___ SELECTION

Our Route through Botswana………

 

GENERAL

 

Park Fees and Tariffs

 

The Botswana Parks Board has recently increased the park fees and tariffs dramatically.  The new tariff structure came into effect from 1 April 2000 and is as follows:

 

Park/Reserve Entry Fees (Privately Organized Tours) per person per day (Pula)

 

Citizens

Residents

Non-Residents

18 years and over

10-00

30-00

120-00

8 –17 years

5-00

15-00

60-00

Under 8

Free

Free

Free

Park/Reserve Entry Fees (Tours through Botswana registered and licensed tour operators, lodges and hotels) per person per day (Pula)

 

Citizens

Residents

Non Residents

18 years and over

10-00

30-00

70-00

8-17 years

5-00

15-00

35-00

Under 8

Free

Free

Free

Camping Fees per person per day (Pula)

 

Citizens

Residents

Non-Residents

18 years and over

5-00

20-00

30-00

8-17 years

2-50

10-00

15-00

Under 8

Free

Free

Free

Fees for Motor Vehicles – Private motor vehicles under 3500kg, per day (Pula)

Botswana Registered – 10-00

Foreign Registered 50-00

 

 

 

 

 

 

 

 

 

 

 

The new tariffs represent an increase of more than double the old tariffs and visiting the Botswana Parks has now become a very costly business. Spending a night at the Nxai Pan or Ihaha will now cost you 270-00 pula per person per day (120 x 2 + 30) and an additional 50 pula per day for the vehicle.  Bearing in mind that the pula is stronger than the rand, visiting the Botswana Parks has become out of reach for most South African tourists.   In addition, under the old system, if you left the park by 10 am you did not have to pay park entrance fees for that day. Under the new system however you have to pay park entrance fees for each day spent in the Park irrespective of whether you arrive late in the afternoon or leave early in the morning.  Paying heavy park entrance fees would not be such a problem if you felt that you were getting value for your money.  Unfortunately, however, we found that the park officials, particularly at Chobe, were unhelpful and generally disinterested.  We were for instance, not given any information about the appalling state of the roads between the Chobe gate and Savuti.  In addition, we were made to feel guilty for interrupting the 5-odd wardens playing cards in the park offices to make enquiries about game sightings etc.  We also found the roads in an abysmal condition (although this was largely due to the heavy rains in the area) and the facilities at the campsites to be dirty and in need of maintenance.

______

# [AIM 1]
Return each line of the records that contains the string "white", treating uppercase and lowercase letters as different.

___ INPUT

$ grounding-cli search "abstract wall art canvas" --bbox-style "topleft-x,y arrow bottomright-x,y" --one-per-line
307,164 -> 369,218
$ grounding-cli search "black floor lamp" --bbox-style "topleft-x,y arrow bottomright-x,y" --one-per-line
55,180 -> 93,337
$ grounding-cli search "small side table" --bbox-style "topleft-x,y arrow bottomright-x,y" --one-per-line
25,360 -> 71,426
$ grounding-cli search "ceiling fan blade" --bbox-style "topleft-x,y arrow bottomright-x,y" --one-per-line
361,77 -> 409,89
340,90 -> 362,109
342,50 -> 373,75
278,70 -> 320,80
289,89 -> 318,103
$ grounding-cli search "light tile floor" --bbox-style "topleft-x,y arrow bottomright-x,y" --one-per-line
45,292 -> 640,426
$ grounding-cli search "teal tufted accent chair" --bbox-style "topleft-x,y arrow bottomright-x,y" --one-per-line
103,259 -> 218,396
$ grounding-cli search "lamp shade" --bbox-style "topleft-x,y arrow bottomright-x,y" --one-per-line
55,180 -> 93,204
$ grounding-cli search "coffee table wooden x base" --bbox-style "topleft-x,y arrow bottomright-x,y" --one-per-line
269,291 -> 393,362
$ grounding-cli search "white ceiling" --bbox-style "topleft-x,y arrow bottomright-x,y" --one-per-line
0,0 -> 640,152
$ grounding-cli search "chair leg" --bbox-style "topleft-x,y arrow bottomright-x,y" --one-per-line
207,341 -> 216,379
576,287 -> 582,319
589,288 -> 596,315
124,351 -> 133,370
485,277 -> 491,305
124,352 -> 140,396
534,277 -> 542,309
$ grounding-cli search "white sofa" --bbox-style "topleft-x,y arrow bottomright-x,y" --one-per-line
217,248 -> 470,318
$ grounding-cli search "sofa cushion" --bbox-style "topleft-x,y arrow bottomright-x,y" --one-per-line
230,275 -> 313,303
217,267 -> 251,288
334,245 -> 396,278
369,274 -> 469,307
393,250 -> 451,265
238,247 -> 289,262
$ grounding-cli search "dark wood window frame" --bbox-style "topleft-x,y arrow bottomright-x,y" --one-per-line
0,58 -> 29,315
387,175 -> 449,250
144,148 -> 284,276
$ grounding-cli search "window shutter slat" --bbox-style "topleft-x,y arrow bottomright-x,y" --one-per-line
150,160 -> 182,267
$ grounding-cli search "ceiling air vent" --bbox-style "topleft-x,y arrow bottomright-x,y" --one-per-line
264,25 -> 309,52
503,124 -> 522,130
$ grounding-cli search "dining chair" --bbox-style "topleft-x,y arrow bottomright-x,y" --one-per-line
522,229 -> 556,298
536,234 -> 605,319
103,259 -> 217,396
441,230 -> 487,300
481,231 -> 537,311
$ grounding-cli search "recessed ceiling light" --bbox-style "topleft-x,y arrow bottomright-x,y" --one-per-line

______

# [AIM 2]
Print the passage of the Botswana park fees text from "The Botswana Parks Board" up to and including "Tours) per person per day (Pula)", keeping its wording unchanged.

# [COMPLETE OUTPUT 1]
$ grounding-cli search "white ceiling" --bbox-style "topleft-x,y arrow bottomright-x,y" --one-per-line
$ grounding-cli search "white sofa" --bbox-style "topleft-x,y arrow bottomright-x,y" --one-per-line

# [COMPLETE OUTPUT 2]
The Botswana Parks Board has recently increased the park fees and tariffs dramatically.  The new tariff structure came into effect from 1 April 2000 and is as follows:

 

Park/Reserve Entry Fees (Privately Organized Tours) per person per day (Pula)